→ **Problem**
Convert every line of the items below into a Markdown table with the columns Row and Text. Put a row number in Row and the line itself in Text, and skip any blank lines.

→ **Items stored from a collection**

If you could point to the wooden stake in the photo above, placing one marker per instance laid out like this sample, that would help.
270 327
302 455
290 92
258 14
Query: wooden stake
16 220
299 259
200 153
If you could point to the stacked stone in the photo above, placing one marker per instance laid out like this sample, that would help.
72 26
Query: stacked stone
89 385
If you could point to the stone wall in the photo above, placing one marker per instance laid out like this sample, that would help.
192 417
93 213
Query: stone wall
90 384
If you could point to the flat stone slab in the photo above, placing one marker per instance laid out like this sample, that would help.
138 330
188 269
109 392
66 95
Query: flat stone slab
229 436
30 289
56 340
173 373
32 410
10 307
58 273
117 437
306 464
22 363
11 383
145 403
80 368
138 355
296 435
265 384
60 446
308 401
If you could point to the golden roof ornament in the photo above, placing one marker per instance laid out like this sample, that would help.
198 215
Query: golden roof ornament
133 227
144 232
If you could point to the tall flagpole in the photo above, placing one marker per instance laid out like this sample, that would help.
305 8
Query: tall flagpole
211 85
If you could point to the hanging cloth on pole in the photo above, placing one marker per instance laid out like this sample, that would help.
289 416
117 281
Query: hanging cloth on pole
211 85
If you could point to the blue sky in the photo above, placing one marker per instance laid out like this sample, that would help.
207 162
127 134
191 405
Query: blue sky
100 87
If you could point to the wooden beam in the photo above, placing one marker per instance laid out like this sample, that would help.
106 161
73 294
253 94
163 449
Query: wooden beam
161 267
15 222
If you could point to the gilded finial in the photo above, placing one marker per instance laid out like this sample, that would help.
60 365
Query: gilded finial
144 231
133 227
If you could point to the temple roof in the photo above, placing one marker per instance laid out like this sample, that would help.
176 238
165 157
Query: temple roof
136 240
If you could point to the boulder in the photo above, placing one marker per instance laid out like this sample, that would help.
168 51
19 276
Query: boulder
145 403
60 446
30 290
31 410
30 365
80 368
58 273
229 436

→ **Expected output**
| Row | Text |
|---|---|
| 1 | If you could point to the wooden stake in the photo above, placing one marker per instance laid out like this sample, that would help. |
| 2 | 270 327 |
| 3 | 302 455 |
| 4 | 290 92 |
| 5 | 258 14 |
| 6 | Query: wooden stake |
| 7 | 16 220 |
| 8 | 299 259 |
| 9 | 200 153 |
| 10 | If you could point to the stacked stone in the photo above, placing one marker per instance laid out like this sample, that would help. |
| 11 | 72 26 |
| 12 | Query: stacked stone |
| 13 | 89 385 |
| 14 | If you could point to the stone wall in the photo above, placing one marker per instance laid out like this sample, that would help. |
| 15 | 192 417 |
| 16 | 93 213 |
| 17 | Query: stone wall |
| 18 | 90 384 |
| 19 | If you could point to the flat stone slab in the photo above, placing one marker per instance laid out like this sample, that would help. |
| 20 | 138 330 |
| 21 | 188 269 |
| 22 | 109 392 |
| 23 | 66 95 |
| 24 | Query: flat stone slab |
| 25 | 229 436 |
| 26 | 30 289 |
| 27 | 56 340 |
| 28 | 173 373 |
| 29 | 32 410 |
| 30 | 10 307 |
| 31 | 58 273 |
| 32 | 117 437 |
| 33 | 306 464 |
| 34 | 22 363 |
| 35 | 11 383 |
| 36 | 145 403 |
| 37 | 80 368 |
| 38 | 138 355 |
| 39 | 296 435 |
| 40 | 265 384 |
| 41 | 60 446 |
| 42 | 308 401 |
| 43 | If you could point to the golden roof ornament in the photo above, placing one marker per instance laid out like this sample, that would help. |
| 44 | 198 215 |
| 45 | Query: golden roof ornament |
| 46 | 133 227 |
| 47 | 144 232 |
| 48 | If you could point to the tall flagpole in the photo above, placing one marker per instance laid out like this sample, that would help. |
| 49 | 305 8 |
| 50 | Query: tall flagpole |
| 51 | 211 85 |
| 52 | If you could point to the hanging cloth on pole in the photo above, placing one marker per instance laid out like this sample, that would help. |
| 53 | 289 416 |
| 54 | 117 281 |
| 55 | Query: hanging cloth on pole |
| 56 | 211 85 |
| 57 | If you could point to the blue sky in the photo above, placing one marker per instance laid out like this sample, that would help. |
| 58 | 207 162 |
| 59 | 127 134 |
| 60 | 191 405 |
| 61 | Query: blue sky |
| 62 | 100 87 |
| 63 | If you could point to the wooden beam in the photo above, placing one marker per instance laid out like this sample, that would help. |
| 64 | 106 161 |
| 65 | 73 294 |
| 66 | 253 94 |
| 67 | 163 449 |
| 68 | Query: wooden beam |
| 69 | 161 267 |
| 70 | 15 222 |
| 71 | If you could point to the gilded finial in the photo above, placing one marker per instance laid out like this sample, that would help. |
| 72 | 60 365 |
| 73 | Query: gilded finial |
| 74 | 144 231 |
| 75 | 133 227 |
| 76 | If you could point to the temple roof in the photo above, placing one marker per instance laid out like this sample, that would help. |
| 77 | 176 238 |
| 78 | 165 157 |
| 79 | Query: temple roof |
| 80 | 136 240 |
| 81 | If you could point to the boulder in the photo above, placing one marker per instance laid out like this sample, that would help. |
| 82 | 168 51 |
| 83 | 19 276 |
| 84 | Query: boulder |
| 85 | 145 403 |
| 86 | 60 446 |
| 87 | 30 290 |
| 88 | 31 410 |
| 89 | 30 365 |
| 90 | 80 368 |
| 91 | 58 273 |
| 92 | 229 436 |